**Source extract:**
Ditter, J.,
This case comes before the court as a result of a newspaper comment that its editor had mistaken plaintiff for a “loyal young American”. Plaintiff sued for libel, and we sustained preliminary objections in the nature of a demurrer. Plaintiff has appealed our ruling, thus making the preparation of this opinion necessary.
Plaintiff’s contentions are set forth in an amended complaint. By way of background, it would appear that sometime prior to April 28, 1966, a group of Haverford College students staged a demonstration, protesting the war in Vietnam. Apparently this fact was reported in The Main Line Chronicle, published by the corporate defendant and edited by Bernard Kramer, the individual defendant.
The amended complaint alleges that on April 28, [294]*2941966, the Chronicle printed a letter1 to the editor written by persons unknown. The letter decried the behavior of the “Vietniks from Haverford” and stated that not everyone at “Haverford College has abandoned the fight for American freedom”. It was purportedly signed by four Haverford students, one name being that of the plaintiff.

**Supplied data:**
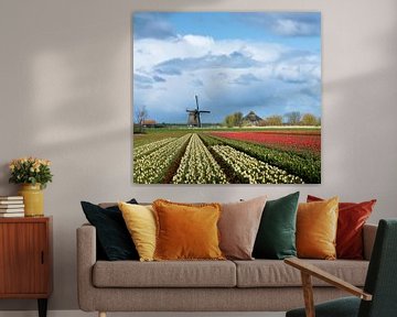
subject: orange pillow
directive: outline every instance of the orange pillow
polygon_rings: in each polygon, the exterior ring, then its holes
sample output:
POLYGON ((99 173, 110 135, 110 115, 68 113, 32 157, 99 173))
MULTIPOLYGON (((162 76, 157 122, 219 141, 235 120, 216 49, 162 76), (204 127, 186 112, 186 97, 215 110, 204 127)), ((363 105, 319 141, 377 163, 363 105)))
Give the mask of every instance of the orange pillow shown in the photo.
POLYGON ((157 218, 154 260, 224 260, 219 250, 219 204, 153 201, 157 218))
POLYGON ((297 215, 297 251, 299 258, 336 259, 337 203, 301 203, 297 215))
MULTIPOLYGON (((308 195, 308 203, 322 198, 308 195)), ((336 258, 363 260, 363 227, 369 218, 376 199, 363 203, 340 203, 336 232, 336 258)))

* * *

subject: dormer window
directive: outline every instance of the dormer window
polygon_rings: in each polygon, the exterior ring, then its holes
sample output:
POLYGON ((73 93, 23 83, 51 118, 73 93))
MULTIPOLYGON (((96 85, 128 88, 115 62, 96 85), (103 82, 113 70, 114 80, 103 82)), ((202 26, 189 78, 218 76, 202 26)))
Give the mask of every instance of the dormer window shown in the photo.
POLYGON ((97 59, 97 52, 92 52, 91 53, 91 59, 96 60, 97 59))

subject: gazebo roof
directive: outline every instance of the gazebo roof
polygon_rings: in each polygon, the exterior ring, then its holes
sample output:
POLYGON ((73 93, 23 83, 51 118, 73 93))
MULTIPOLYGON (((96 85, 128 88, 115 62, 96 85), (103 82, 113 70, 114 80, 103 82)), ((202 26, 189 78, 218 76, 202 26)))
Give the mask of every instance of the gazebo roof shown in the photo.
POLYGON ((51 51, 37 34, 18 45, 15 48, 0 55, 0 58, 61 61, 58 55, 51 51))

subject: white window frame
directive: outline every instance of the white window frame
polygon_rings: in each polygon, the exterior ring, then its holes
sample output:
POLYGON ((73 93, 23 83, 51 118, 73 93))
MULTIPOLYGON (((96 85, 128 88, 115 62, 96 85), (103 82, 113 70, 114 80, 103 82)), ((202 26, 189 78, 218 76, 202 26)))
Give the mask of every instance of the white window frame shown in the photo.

...

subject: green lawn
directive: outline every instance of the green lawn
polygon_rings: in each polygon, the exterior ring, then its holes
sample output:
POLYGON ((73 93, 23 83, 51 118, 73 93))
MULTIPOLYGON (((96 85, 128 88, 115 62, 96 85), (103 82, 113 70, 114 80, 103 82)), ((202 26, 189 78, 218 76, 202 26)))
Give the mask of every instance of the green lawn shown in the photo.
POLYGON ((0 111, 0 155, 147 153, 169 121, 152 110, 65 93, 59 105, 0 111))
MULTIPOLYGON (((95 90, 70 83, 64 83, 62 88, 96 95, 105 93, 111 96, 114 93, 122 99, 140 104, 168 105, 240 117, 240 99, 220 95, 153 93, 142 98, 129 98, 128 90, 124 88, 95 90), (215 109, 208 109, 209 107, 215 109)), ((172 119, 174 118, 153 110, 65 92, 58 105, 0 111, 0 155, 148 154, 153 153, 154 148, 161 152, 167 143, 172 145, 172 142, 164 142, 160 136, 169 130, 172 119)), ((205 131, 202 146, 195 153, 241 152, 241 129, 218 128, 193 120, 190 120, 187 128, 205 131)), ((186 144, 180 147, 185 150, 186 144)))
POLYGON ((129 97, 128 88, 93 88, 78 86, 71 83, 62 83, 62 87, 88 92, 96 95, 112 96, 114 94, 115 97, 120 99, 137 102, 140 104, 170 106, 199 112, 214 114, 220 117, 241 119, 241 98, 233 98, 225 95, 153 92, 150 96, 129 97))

**Challenge 1:**
Please answer these questions using the court opinion on the libel suit, with one short answer per line, marked (a), (b) and (c):
(a) What did the newspaper comment say its editor had mistaken the plaintiff for?
(b) Who edited The Main Line Chronicle?
(c) How many Haverford students purportedly signed the letter to the editor?
**Challenge 2:**
Translate this sentence from the libel opinion into Spanish: "Plaintiff’s contentions are set forth in an amended complaint."
**Challenge 3:**
Write the next part of the court opinion on the libel suit, picking up after its final sentence.

**Exercise answer 1:**
(a) A "loyal young American"
(b) Bernard Kramer
(c) Four

**Exercise answer 2:**
Las pretensiones del demandante se exponen en una demanda enmendada.

**Exercise answer 3:**
The amended complaint goes on to aver that on May 12, 1966, the Chronicle printed a letter actually writ[295]*295ten by plaintiff.2 This letter states that the prior letter was a fake, and had not been written by any of those whose names were signed to it. Plaintiff’s letter then commented that the prior letter may have been written by a “brainwashed pseudopatriot or by a muddle[296]*296headed reporternik”. He went on to say that the students who had protested the war were not tools of the communists, but were seeking to preserve and extend freedom, truth, and morality. He observed that it was false to believe that those who disagreed with the protestors were the tools of “extremist right wing bigotry and vehemence”. Plaintiff’s final comment was that the prior letter was “sheer ideological and sycophantic rhetoric”. Having printed plaintiff’s letter in full, the Chronicle then added, “ ... We apologize to Mr. Vahan E. Benjian [sic] Jr. for mistaking him for a loyal young American. — The Editor”.
Plaintiff contends that this statement falsely charges that he is disloyal to his country, and he therefore maintains that the Chronicle has defamed him.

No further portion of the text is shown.